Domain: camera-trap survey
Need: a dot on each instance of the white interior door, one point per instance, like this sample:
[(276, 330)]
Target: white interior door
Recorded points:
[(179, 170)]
####################
TASK DETAILS -
The response should contain each record above, retyped exactly.

WRITTEN RESPONSE -
Domain: camera-trap survey
Need: a dot on each instance of the white interior door, one point per instance, like this sample:
[(276, 330)]
Target: white interior door
Recorded points:
[(179, 170)]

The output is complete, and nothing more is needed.